Data provided:
• • •
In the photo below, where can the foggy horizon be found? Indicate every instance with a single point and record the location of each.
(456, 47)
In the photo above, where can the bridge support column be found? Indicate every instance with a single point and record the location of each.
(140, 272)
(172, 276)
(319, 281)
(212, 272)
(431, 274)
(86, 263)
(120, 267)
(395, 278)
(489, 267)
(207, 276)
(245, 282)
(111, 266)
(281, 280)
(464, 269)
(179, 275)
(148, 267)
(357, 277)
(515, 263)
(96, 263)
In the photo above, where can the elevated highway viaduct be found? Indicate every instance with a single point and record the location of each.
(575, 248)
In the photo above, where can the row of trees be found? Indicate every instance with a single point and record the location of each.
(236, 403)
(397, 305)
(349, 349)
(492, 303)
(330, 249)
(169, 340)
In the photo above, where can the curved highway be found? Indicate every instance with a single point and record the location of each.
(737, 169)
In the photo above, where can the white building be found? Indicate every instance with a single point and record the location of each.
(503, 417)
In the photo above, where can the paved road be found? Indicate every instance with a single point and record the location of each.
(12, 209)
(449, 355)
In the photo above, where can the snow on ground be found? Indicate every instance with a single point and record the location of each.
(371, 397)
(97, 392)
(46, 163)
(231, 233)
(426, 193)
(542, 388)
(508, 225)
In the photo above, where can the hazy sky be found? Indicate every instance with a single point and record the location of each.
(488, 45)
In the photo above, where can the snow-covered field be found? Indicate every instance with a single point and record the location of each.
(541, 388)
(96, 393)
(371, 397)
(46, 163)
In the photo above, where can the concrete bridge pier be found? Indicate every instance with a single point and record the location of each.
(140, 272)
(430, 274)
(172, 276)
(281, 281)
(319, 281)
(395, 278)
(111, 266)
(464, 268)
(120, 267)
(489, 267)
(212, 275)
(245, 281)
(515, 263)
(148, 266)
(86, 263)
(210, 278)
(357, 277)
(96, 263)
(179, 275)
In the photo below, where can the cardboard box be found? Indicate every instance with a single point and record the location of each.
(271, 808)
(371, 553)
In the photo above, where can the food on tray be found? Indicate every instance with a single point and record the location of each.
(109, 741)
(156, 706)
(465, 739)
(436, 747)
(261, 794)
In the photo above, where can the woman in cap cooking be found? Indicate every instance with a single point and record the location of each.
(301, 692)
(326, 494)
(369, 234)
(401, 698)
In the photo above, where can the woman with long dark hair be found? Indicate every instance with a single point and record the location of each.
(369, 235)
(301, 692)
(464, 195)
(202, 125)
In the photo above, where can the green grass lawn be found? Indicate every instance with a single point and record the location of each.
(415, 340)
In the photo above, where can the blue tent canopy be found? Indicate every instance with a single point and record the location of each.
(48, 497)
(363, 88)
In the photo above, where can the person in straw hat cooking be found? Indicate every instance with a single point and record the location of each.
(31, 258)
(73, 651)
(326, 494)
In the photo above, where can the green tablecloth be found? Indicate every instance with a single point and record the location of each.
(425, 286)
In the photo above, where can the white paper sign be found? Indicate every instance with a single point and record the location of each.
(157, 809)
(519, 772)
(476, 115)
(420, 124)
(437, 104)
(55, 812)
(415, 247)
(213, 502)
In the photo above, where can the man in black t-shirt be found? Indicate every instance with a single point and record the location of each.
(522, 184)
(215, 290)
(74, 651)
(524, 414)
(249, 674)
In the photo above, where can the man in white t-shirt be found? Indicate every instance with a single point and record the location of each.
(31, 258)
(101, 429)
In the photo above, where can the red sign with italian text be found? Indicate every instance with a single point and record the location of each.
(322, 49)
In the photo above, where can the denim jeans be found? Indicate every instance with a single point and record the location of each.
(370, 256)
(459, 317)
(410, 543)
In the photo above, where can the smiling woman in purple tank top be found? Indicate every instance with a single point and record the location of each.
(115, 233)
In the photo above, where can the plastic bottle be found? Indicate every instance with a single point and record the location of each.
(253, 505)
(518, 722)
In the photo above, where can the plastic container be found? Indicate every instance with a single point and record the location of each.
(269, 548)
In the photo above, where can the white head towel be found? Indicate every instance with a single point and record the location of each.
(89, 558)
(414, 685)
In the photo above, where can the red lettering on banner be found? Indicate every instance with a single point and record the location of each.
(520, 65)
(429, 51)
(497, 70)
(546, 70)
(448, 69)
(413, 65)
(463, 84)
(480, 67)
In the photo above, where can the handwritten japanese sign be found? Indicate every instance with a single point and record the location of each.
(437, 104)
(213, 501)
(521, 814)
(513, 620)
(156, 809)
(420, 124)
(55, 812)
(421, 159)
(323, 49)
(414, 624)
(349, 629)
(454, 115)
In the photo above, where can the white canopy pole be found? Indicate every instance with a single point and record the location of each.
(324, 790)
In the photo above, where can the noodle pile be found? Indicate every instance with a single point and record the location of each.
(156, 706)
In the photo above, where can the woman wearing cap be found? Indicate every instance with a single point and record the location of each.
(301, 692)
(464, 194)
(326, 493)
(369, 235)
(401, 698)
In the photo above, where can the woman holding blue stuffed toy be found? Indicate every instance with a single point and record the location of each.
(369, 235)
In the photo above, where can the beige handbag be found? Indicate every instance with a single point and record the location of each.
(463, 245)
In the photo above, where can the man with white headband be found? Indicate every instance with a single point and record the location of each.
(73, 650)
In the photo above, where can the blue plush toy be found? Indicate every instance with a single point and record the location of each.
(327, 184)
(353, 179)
• • •
The listing above must be transcribed exactly, line by line.

In the photo below, where can the foggy horizon be found? Indicate every instance with a single point and record the location of each.
(456, 47)
In the photo above, where can the bridge support column be found? Indicate every instance with a single point and record the location of each.
(140, 272)
(172, 276)
(319, 281)
(212, 272)
(431, 274)
(86, 263)
(120, 267)
(395, 278)
(489, 267)
(207, 276)
(245, 282)
(111, 266)
(281, 280)
(464, 269)
(179, 275)
(148, 267)
(357, 277)
(515, 263)
(96, 263)
In the photo above, where can the elevated highway viaduct be found? Indicate every instance with a single point and record the location of each.
(575, 248)
In the photo above, where can the row of trees be found? Indicate every instance with a single point and record the location of each.
(236, 403)
(397, 305)
(349, 349)
(492, 303)
(330, 249)
(169, 340)
In the photo above, where can the curved highway be found? Indicate every instance with a single point and record the location of each.
(737, 169)
In the photo above, where can the white building be found? Indicate every instance with a single point and record the location of each.
(503, 417)
In the photo above, where can the paved road be found? Indicate every instance with a single point and record the location of each.
(12, 209)
(449, 355)
In the photo above, where can the snow on ground be found? Indicate every instance with a single point and record the location of each.
(371, 397)
(97, 392)
(46, 163)
(231, 233)
(426, 193)
(542, 388)
(508, 225)
In the photo above, where can the hazy sky be found? Indicate every instance with a single point and record the location of each.
(488, 45)
In the photo above, where can the snow-covered field be found? Indicate every instance with a single point and record the location of each.
(541, 388)
(96, 393)
(371, 397)
(46, 163)
In the photo above, where can the concrete bridge pier be found? Indicate every instance with a single point and record the location of each.
(140, 272)
(430, 274)
(172, 276)
(281, 281)
(319, 281)
(395, 278)
(111, 266)
(464, 268)
(120, 267)
(489, 267)
(212, 275)
(245, 281)
(515, 263)
(148, 266)
(86, 263)
(210, 278)
(357, 277)
(96, 263)
(179, 275)
In the photo below, where can the cardboard box be found? Indicate every instance with a single point and record the location of each.
(271, 808)
(371, 553)
In the photo above, where can the food on tray be found? Indicate every instance with a single point and record the location of each.
(109, 741)
(156, 706)
(465, 739)
(436, 747)
(261, 794)
In the photo above, where can the woman in cap cooking be found? Indicate every instance with a single point and record the location of each.
(301, 692)
(326, 494)
(369, 234)
(401, 698)
In the photo above, where can the woman with long dark hair be found? Indicate every instance with a single point and record the location of each.
(369, 235)
(301, 692)
(464, 195)
(202, 125)
In the photo above, where can the green grass lawn be found? Indicate every instance with a single point and record the location of each.
(415, 340)
In the photo above, where can the blue tent canopy be found? Indicate every instance with a single point and record the location of each.
(48, 497)
(363, 88)
In the photo above, where can the person in straw hat cooking be found? Indicate every instance with a single point and record the location of each.
(31, 258)
(73, 651)
(326, 494)
In the photo above, where can the green tablecloth be found? Indicate every instance with a single point and record the location of each.
(425, 286)
In the photo above, where can the white paper sign be found? Indicate every instance with a single point and record the location of each.
(157, 809)
(519, 772)
(476, 115)
(420, 124)
(437, 104)
(55, 812)
(415, 247)
(213, 502)
In the photo above, where can the man in black t-shirt be found? Indicate every instance with a single point and record the location of each.
(522, 184)
(215, 290)
(74, 651)
(524, 414)
(249, 674)
In the photo above, where can the man in white t-shirt be found? Indicate every instance with a single point and record the location of each.
(31, 258)
(101, 429)
In the photo above, where can the red sign with italian text be found? Indicate every instance with a single point and record the location of each.
(322, 49)
In the photo above, where can the denim jeans be found? Indicate every instance with a single point and record the location of each.
(370, 256)
(459, 317)
(410, 543)
In the photo above, where can the smiling woman in purple tank top be found? Indicate every instance with a single point and record the location of each.
(115, 233)
In the photo above, where can the plastic bottle be found? Indicate every instance with a single point and record the location of each.
(253, 505)
(518, 722)
In the photo above, where can the plastic container be found? Indicate every instance with a single point and record the location of each.
(269, 548)
In the photo above, where can the white head towel be found? Indicate every instance with a single point and record the location of each.
(89, 558)
(414, 685)
In the photo above, where can the red lettering on banner be found? Indicate every instance with a single point and record the location of each.
(520, 65)
(429, 51)
(497, 70)
(546, 70)
(448, 69)
(413, 65)
(463, 84)
(480, 67)
In the photo above, where can the handwritten japanese sign be found? Indicate every instance with a single point and record the location of each.
(437, 104)
(213, 501)
(521, 814)
(513, 620)
(156, 809)
(420, 124)
(55, 812)
(421, 159)
(323, 49)
(414, 624)
(349, 629)
(454, 115)
In the photo above, where can the white canopy pole be found? Indicate every instance with a single point and record the location of each.
(324, 790)
In the photo above, where can the noodle pile be found? Indicate every instance with a single point and record the location of each.
(156, 706)
In the photo above, where can the woman wearing cap be found? Indicate every instance with a single point and record the location of each.
(301, 692)
(464, 194)
(326, 493)
(369, 235)
(401, 698)
In the photo above, where can the woman holding blue stuffed toy be found? Indicate every instance with a single point and record the location of each.
(369, 235)
In the photo above, where can the beige handbag be found? Indicate every instance with a single point and record the location of each.
(463, 245)
In the photo above, where can the man with white headband be found? Indicate every instance with a single point and record the location of each.
(73, 650)
In the photo above, where can the blue plush toy be found? Indicate every instance with a single point and record the location of each.
(327, 184)
(353, 179)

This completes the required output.